What you have to do:
Locate each line in the records below that contains the string "background", with case counting, and copy every such line.

Data excerpts:
═══

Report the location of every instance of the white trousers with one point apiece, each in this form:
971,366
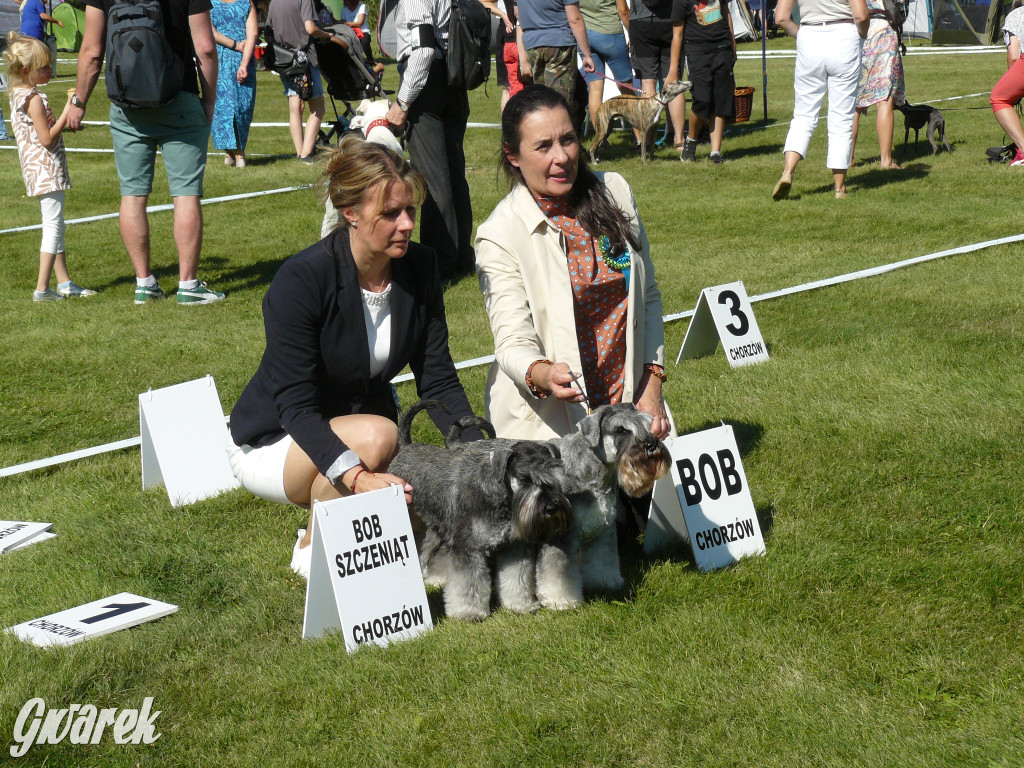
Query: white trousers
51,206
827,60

═══

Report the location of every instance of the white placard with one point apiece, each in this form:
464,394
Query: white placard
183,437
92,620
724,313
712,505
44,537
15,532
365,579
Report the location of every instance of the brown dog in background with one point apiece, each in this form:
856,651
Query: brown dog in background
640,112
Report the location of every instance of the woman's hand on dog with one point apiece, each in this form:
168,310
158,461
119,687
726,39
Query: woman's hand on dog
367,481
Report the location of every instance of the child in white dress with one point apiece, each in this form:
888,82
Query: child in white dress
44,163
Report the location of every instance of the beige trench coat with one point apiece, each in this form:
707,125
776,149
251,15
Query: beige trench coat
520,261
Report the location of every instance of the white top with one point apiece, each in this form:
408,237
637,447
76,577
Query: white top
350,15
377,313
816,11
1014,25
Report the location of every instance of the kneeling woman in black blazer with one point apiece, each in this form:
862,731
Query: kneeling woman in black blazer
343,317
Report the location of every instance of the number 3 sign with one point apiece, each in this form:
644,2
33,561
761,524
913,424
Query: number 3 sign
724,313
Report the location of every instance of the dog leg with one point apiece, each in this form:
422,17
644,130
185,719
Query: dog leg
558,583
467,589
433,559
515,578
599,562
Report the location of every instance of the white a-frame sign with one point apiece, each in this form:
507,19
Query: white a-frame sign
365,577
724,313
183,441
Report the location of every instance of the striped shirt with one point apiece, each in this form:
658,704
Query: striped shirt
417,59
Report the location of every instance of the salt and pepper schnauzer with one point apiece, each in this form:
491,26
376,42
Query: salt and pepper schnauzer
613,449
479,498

═══

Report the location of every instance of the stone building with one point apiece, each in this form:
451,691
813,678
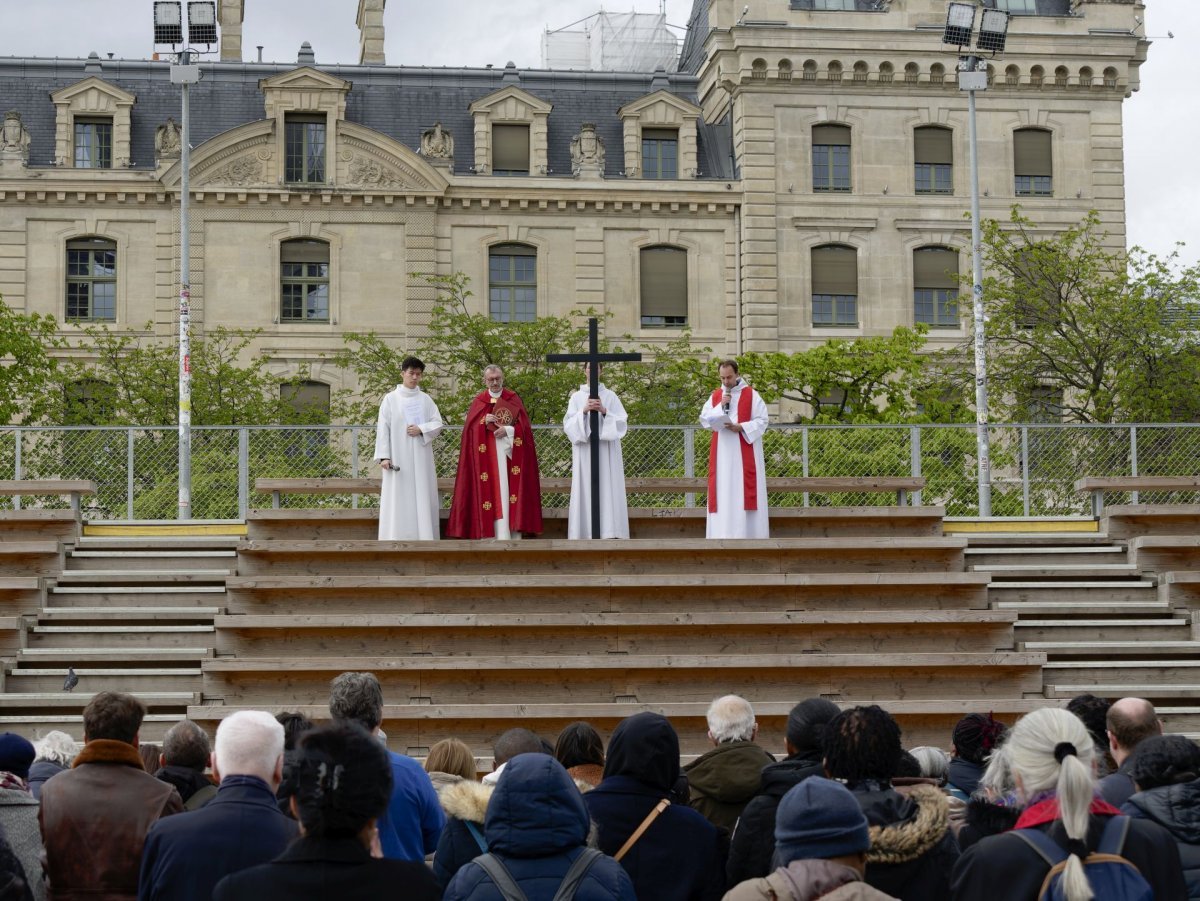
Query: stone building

═══

Response below:
Report the location of every instance of the brown dog in background with one point apiece, each in this form:
Query: brown dog in background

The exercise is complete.